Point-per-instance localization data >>

....

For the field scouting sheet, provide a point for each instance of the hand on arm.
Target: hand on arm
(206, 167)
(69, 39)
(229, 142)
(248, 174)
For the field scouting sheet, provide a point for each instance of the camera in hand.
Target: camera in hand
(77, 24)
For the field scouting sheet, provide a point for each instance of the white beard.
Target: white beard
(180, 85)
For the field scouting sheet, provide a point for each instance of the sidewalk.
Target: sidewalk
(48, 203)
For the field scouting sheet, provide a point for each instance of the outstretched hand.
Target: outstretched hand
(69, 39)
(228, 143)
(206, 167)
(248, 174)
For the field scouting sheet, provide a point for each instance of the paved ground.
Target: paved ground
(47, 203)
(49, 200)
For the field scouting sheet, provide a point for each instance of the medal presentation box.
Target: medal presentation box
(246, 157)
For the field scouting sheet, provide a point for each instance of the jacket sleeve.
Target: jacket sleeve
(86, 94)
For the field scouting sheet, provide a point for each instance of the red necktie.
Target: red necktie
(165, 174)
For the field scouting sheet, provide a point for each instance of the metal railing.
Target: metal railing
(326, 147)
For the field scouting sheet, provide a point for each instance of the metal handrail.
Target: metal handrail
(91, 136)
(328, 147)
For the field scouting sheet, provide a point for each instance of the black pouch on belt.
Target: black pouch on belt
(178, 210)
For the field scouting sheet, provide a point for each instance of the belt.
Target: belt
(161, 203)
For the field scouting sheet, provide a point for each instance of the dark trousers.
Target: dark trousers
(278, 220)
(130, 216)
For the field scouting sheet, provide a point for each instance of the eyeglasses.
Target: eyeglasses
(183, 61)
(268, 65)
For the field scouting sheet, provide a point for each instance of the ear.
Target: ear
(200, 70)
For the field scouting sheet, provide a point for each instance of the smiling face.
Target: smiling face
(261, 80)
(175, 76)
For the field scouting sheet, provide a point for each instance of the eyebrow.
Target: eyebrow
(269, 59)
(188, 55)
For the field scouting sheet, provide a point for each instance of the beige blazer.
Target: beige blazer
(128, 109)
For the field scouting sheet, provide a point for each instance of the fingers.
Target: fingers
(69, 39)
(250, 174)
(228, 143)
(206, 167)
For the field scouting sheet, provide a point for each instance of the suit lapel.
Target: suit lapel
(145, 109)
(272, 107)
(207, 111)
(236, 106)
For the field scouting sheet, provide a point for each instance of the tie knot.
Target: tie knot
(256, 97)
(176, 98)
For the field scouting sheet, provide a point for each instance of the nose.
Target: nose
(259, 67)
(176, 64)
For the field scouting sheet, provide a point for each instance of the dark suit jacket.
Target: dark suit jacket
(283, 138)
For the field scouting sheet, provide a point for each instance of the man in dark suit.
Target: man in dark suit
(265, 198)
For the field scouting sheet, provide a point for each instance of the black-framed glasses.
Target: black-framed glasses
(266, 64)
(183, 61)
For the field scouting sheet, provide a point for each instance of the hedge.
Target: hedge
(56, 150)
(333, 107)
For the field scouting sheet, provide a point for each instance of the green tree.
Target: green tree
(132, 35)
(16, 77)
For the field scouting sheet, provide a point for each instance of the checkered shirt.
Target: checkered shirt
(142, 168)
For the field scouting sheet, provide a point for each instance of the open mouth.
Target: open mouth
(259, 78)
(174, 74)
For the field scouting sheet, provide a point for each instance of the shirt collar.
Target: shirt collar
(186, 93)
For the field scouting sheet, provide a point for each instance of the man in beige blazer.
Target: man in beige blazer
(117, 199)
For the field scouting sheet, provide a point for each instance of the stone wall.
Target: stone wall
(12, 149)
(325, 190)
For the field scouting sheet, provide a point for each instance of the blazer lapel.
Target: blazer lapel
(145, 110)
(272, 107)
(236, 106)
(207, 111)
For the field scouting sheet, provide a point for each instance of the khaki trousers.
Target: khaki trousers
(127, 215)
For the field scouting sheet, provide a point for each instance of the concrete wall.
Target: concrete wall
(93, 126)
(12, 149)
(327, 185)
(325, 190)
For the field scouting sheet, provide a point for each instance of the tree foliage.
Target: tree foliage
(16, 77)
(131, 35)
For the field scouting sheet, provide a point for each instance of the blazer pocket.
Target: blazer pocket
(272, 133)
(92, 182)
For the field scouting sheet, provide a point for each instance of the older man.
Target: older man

....

ASSIGNMENT >>
Find all lines holding the word "older" in the records above and copy them.

RESULT OF THE EXERCISE >>
For the field scouting sheet, provide a point for each instance of the older man.
Target: older man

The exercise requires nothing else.